-- START OF Provided records --

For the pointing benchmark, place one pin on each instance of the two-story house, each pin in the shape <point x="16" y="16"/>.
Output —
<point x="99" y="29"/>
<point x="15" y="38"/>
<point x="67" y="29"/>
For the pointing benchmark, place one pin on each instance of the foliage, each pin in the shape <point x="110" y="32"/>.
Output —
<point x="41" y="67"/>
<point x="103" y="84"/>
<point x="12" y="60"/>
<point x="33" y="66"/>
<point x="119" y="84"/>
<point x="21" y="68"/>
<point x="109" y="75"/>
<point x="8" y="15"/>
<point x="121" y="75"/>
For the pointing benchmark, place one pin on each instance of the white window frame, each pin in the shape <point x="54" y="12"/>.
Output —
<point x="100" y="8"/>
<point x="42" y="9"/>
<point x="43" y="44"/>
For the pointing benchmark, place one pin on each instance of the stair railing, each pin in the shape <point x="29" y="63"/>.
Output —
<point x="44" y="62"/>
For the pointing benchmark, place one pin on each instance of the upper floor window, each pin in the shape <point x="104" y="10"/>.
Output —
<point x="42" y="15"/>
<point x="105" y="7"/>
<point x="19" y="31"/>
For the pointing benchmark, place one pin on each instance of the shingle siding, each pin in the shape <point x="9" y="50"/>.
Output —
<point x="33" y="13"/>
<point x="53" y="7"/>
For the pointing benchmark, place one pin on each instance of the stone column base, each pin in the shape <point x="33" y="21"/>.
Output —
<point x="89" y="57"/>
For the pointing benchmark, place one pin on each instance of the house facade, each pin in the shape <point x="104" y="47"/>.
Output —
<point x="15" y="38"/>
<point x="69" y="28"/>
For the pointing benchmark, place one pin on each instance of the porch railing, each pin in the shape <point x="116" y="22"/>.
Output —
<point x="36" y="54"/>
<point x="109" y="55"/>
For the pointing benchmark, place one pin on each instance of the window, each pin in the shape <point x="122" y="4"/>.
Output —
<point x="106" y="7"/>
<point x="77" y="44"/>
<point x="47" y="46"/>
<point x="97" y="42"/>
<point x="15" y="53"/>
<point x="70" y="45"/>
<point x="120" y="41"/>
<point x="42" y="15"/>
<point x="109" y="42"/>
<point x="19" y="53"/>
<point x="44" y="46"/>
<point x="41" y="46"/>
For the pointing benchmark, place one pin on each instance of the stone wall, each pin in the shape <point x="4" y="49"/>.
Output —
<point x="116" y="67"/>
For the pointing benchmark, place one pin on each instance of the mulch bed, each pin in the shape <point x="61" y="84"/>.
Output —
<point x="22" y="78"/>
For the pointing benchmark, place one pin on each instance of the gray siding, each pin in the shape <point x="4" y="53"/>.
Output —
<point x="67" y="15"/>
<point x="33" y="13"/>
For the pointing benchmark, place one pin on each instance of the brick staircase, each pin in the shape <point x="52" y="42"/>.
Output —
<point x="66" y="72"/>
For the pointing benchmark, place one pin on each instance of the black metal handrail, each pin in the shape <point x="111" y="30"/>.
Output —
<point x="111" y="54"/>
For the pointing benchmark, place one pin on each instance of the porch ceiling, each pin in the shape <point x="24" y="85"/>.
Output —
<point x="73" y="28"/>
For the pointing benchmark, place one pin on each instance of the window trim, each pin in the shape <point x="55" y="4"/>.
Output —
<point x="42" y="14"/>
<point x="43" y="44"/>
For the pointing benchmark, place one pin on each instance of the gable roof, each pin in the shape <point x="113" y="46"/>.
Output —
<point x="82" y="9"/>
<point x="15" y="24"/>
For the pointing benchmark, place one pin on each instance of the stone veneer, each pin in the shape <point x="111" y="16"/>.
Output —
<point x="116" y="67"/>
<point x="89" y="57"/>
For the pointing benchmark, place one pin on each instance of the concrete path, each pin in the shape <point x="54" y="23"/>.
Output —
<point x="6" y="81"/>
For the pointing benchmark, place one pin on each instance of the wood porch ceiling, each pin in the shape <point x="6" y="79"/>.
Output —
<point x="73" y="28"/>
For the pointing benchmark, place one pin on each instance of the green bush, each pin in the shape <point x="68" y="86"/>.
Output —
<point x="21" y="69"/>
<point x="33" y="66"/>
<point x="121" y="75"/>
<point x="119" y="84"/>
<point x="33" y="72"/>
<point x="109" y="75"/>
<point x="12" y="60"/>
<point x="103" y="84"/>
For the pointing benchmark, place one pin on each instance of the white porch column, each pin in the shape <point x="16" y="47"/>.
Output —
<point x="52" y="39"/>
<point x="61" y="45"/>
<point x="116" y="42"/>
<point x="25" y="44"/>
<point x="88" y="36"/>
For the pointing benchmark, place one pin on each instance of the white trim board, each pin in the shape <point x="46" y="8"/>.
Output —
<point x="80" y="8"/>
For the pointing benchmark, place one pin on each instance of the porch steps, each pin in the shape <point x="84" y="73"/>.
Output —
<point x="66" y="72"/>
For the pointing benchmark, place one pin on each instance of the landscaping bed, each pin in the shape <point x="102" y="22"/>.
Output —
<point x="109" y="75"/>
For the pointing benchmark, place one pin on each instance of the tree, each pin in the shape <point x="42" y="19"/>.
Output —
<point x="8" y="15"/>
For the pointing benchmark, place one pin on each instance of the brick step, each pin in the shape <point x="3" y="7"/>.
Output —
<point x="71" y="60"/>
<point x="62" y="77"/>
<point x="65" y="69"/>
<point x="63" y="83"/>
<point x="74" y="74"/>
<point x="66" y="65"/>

-- END OF Provided records --

■ Exercise instructions ■
Quote the listing above word for word, starting at the line that contains "porch steps, each" and ending at the last line of the listing, with both of those lines included.

■ Final result ■
For the pointing benchmark, place one pin on each instance of the porch steps, each pin in the shape <point x="84" y="73"/>.
Output —
<point x="66" y="72"/>
For the pointing benchmark, place one pin on each instance of the landscaping bed, each pin in the shape <point x="102" y="22"/>.
Output —
<point x="109" y="75"/>
For the pointing benchmark, place one pin on each instance of the tree, each pin in the shape <point x="42" y="19"/>.
Output —
<point x="8" y="15"/>
For the pointing benchmark, place one pin on each instance of the brick step, each pin in the shape <point x="3" y="7"/>.
Output —
<point x="71" y="60"/>
<point x="62" y="77"/>
<point x="65" y="69"/>
<point x="63" y="83"/>
<point x="74" y="74"/>
<point x="66" y="65"/>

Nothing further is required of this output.